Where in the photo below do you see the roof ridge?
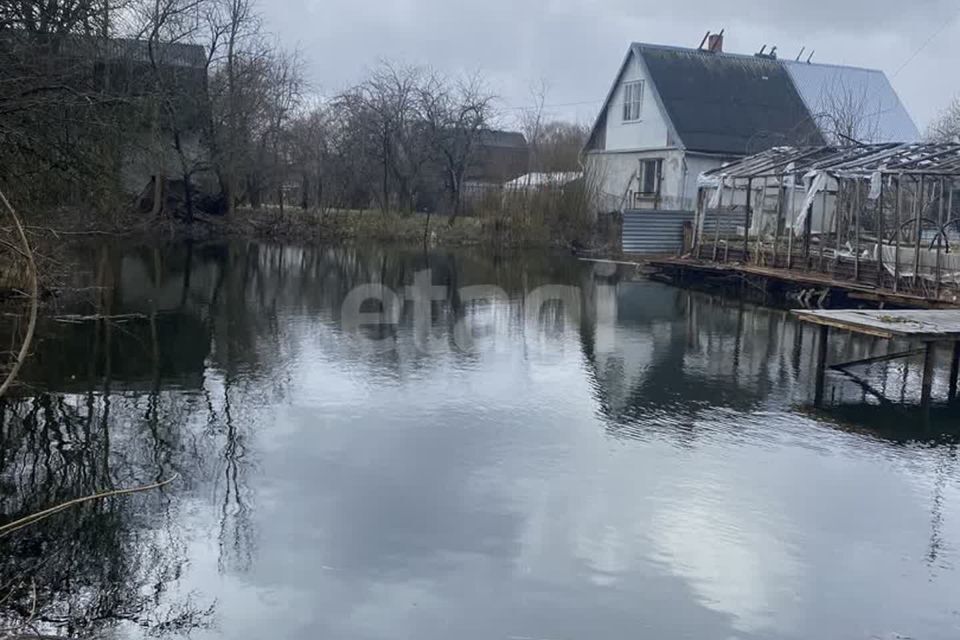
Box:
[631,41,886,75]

--

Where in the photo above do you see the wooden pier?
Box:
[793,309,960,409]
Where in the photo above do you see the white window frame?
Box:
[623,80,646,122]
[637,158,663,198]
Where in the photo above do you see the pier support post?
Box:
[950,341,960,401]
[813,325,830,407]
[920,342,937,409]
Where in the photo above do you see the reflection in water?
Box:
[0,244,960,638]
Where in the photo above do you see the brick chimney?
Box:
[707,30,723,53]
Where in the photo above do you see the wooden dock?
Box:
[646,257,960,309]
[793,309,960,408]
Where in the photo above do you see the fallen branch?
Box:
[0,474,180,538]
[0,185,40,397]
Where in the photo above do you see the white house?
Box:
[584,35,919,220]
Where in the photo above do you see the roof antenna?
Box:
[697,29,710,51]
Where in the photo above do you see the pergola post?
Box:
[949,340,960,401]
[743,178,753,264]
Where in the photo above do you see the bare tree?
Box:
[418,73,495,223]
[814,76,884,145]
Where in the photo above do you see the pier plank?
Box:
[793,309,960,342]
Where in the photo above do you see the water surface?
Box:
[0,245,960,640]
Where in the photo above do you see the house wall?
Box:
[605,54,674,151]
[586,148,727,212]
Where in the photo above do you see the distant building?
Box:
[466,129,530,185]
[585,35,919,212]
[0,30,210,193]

To do:
Reproduce the stretch of the records from the line containing "Where in the photo above do you see the pier plank?" through the line containing "[586,148,727,212]", unchanged and with both of those lines included.

Task response:
Where in the photo above do you see the pier plank?
Box:
[793,309,960,342]
Where in the photo above do you see the water surface?
Box:
[0,245,960,640]
Where in the photo above do you see the house wall?
Box:
[605,54,674,151]
[586,148,727,212]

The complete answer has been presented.